ACTIVITY
Determine how many lines in the records hold the word "rank". Return the number alone.

** Opening DATA block **

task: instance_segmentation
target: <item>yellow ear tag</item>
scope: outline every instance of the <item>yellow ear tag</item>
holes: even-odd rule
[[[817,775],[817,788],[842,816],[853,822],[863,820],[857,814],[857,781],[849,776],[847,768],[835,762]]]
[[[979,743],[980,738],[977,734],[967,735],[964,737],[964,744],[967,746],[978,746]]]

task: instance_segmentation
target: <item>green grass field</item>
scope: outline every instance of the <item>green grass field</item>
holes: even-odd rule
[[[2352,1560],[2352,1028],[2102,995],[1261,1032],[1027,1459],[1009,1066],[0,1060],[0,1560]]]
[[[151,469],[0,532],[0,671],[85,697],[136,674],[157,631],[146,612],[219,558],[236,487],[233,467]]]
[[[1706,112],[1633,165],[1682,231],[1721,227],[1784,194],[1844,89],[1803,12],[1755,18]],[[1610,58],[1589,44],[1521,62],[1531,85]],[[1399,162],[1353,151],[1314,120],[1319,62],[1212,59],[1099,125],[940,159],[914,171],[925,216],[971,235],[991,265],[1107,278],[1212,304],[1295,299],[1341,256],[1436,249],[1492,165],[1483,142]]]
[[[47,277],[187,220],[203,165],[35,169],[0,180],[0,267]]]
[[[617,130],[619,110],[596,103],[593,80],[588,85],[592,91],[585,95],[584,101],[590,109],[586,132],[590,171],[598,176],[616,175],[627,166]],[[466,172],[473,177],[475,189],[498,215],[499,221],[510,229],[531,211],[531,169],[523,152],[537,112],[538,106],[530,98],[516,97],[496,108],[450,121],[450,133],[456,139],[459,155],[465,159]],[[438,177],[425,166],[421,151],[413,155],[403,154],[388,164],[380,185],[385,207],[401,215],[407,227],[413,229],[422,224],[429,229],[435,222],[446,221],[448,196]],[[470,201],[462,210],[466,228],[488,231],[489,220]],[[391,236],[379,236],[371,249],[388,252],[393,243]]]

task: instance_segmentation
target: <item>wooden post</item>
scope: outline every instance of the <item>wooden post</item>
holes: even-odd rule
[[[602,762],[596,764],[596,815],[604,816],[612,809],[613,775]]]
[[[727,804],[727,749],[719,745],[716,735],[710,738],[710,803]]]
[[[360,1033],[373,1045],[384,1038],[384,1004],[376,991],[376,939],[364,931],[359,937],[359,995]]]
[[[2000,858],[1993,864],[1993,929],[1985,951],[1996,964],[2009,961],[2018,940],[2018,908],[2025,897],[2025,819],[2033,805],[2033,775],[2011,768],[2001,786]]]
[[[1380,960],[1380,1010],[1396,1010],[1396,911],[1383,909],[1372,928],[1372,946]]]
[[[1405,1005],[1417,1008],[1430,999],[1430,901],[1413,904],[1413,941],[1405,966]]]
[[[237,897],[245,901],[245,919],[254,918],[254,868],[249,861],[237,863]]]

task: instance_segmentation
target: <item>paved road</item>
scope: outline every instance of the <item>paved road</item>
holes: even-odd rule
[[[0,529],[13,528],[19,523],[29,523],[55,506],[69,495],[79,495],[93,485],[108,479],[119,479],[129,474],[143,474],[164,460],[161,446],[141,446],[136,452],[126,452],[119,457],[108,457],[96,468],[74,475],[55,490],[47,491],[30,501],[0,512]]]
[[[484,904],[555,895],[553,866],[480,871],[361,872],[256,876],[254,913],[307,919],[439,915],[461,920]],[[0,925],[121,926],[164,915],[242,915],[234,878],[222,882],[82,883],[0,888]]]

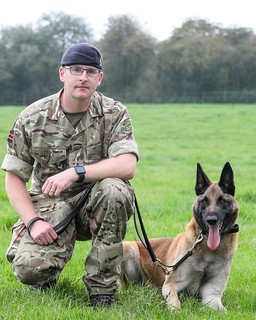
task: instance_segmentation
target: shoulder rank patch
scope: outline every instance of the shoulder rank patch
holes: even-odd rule
[[[7,142],[12,144],[14,138],[14,130],[10,130],[9,136],[7,138]]]

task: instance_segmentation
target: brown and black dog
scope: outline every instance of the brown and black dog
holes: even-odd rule
[[[188,292],[204,305],[225,311],[221,298],[237,249],[239,212],[229,162],[224,165],[219,182],[211,182],[198,163],[195,192],[193,218],[185,232],[175,238],[149,240],[156,257],[168,266],[175,265],[188,251],[192,254],[165,274],[153,264],[141,242],[124,241],[121,279],[157,286],[171,310],[181,307],[178,294]]]

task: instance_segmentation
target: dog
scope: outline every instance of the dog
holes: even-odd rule
[[[193,217],[185,232],[175,238],[149,240],[169,272],[153,263],[142,242],[124,241],[121,282],[158,287],[172,311],[181,308],[181,292],[196,296],[214,310],[226,311],[221,298],[237,249],[239,213],[230,163],[224,165],[218,182],[211,182],[197,163],[195,193]]]

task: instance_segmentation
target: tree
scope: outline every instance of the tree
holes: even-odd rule
[[[93,38],[84,19],[63,13],[44,14],[34,26],[2,29],[0,103],[25,105],[59,90],[58,68],[64,50],[87,41]]]
[[[110,17],[96,43],[82,17],[44,14],[35,25],[0,29],[0,105],[27,105],[59,90],[58,68],[72,43],[103,53],[100,91],[126,102],[255,102],[256,36],[187,20],[157,42],[127,15]],[[228,95],[230,92],[230,95]]]
[[[145,90],[141,81],[146,82],[152,69],[155,43],[136,20],[126,15],[110,17],[106,34],[98,43],[104,53],[104,92],[126,101],[148,101],[151,91]]]
[[[6,28],[1,33],[2,69],[5,77],[0,80],[1,99],[12,102],[26,100],[26,89],[31,87],[31,80],[36,78],[33,73],[33,63],[39,54],[33,42],[31,26]],[[9,98],[9,99],[8,99]]]
[[[166,101],[172,96],[198,101],[205,95],[239,92],[245,88],[242,83],[248,79],[248,68],[255,66],[246,53],[248,48],[255,52],[253,47],[255,36],[246,29],[222,29],[205,20],[188,20],[160,45],[161,96]],[[252,87],[256,85],[254,74]]]

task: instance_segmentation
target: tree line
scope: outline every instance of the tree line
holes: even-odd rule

** Closing DATA block **

RESPONSE TO THE EXERCISE
2